Revise the data below by replacing every occurrence of "Tag" with "Mark" and keeping everything else unchanged. Omit the pictures from your output.

* START Supplied records *

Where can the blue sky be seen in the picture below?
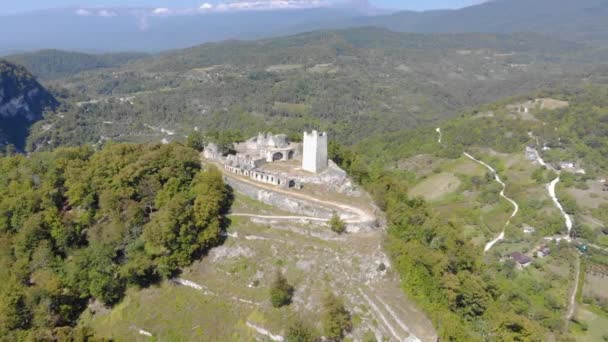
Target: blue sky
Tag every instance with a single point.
(12, 6)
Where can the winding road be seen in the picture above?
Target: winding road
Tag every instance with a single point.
(551, 190)
(390, 313)
(501, 236)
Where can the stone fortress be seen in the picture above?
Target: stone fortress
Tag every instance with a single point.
(274, 159)
(314, 158)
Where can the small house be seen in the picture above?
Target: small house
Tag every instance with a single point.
(521, 260)
(543, 251)
(529, 229)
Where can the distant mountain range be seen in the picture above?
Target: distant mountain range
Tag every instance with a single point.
(153, 30)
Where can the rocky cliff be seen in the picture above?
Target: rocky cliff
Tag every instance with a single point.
(22, 102)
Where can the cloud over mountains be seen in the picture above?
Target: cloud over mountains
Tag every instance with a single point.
(209, 7)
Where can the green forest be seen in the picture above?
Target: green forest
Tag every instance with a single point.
(79, 226)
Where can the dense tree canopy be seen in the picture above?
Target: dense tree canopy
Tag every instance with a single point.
(76, 224)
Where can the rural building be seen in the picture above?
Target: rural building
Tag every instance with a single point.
(543, 251)
(314, 156)
(521, 260)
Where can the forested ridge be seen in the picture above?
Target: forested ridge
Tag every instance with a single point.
(22, 102)
(353, 83)
(78, 225)
(54, 64)
(468, 295)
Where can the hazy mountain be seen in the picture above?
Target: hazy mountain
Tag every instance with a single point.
(353, 83)
(581, 20)
(22, 102)
(152, 30)
(53, 64)
(143, 30)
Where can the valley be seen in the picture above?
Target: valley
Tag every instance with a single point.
(305, 174)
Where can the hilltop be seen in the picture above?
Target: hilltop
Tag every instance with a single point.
(354, 83)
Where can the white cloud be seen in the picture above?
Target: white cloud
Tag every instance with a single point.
(249, 5)
(83, 12)
(161, 11)
(106, 13)
(206, 7)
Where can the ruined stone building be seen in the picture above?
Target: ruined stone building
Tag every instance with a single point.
(252, 155)
(314, 155)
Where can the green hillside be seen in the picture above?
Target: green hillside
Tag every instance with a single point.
(54, 64)
(22, 102)
(581, 21)
(79, 225)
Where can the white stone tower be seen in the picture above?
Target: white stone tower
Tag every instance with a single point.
(314, 158)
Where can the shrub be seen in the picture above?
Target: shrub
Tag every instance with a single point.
(280, 291)
(300, 332)
(336, 224)
(336, 319)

* END Supplied records *

* [Right answer]:
Where can the blue sky be seen in the picture below?
Target: blue sky
Mark every instance with a single point.
(12, 6)
Where can the winding road be seen in the picture above?
Target: winding road
Mark every instance with a single point.
(551, 190)
(390, 313)
(501, 236)
Where can the stone fortress be seen in the picture above?
Target: stone fortress
Mark every instance with a single point.
(274, 159)
(314, 158)
Where can the small house be seen in the picture above?
Target: small house
Mark every instance with a single point.
(521, 260)
(543, 251)
(529, 229)
Where can the distant mountain range be seen in the picture above?
Target: distant mountain range
Mark every instance with a single point.
(153, 30)
Where can the rocky cliff be seen in the picture above?
Target: rocky cliff
Mark every instance with a single point.
(22, 102)
Where can the cloud over mountains be seen in the picture above?
Target: cloud over mountains
Mark every instance with a single point.
(209, 7)
Where can the green forest be seen in the picture above?
Target: green forest
Mark every instance with a single point.
(79, 226)
Where can the dense tree canopy be seen in the picture above?
Target: dense tree canopy
Mark every instance with a single point.
(76, 224)
Where can the rural building be seen in the picture above?
Target: rural building
Mark every instance with a single point.
(543, 251)
(314, 156)
(521, 260)
Where can the forested ridge be seen in the picture above?
Target: forested ridge
Mark every instance with a single point.
(22, 102)
(353, 83)
(78, 225)
(54, 64)
(468, 295)
Where can the hazy mountain be seen in the picture above?
Target: hazy mountain
Mark every instance with a single point.
(353, 83)
(581, 20)
(22, 102)
(152, 30)
(53, 64)
(143, 30)
Where can the valley be seen in the picture above?
Target: valley
Mark every instance with a single point.
(305, 174)
Where can the hilltop be seen in the picture above?
Target: hilltop
Mark every instance with a single point.
(354, 83)
Where can the white cloud be seen in the picture above?
Target: white cloud
Mark every instance with a single point.
(249, 5)
(83, 12)
(161, 11)
(106, 13)
(206, 7)
Where can the ruined stone building be seen in the picture above?
Target: ruined stone building
Mark every instance with a single point.
(252, 155)
(314, 155)
Where can the green hillside be seen in the picture above?
Target: green hillside
Mark every instance with a single point.
(54, 64)
(22, 102)
(581, 21)
(79, 225)
Where can the white stone tower be seen in the picture above?
Target: white stone tower
Mark every instance with a single point.
(314, 158)
Where can the shrub be seen in the picture above?
Target: shrub
Mark every instance with a single point.
(280, 291)
(300, 332)
(336, 224)
(336, 319)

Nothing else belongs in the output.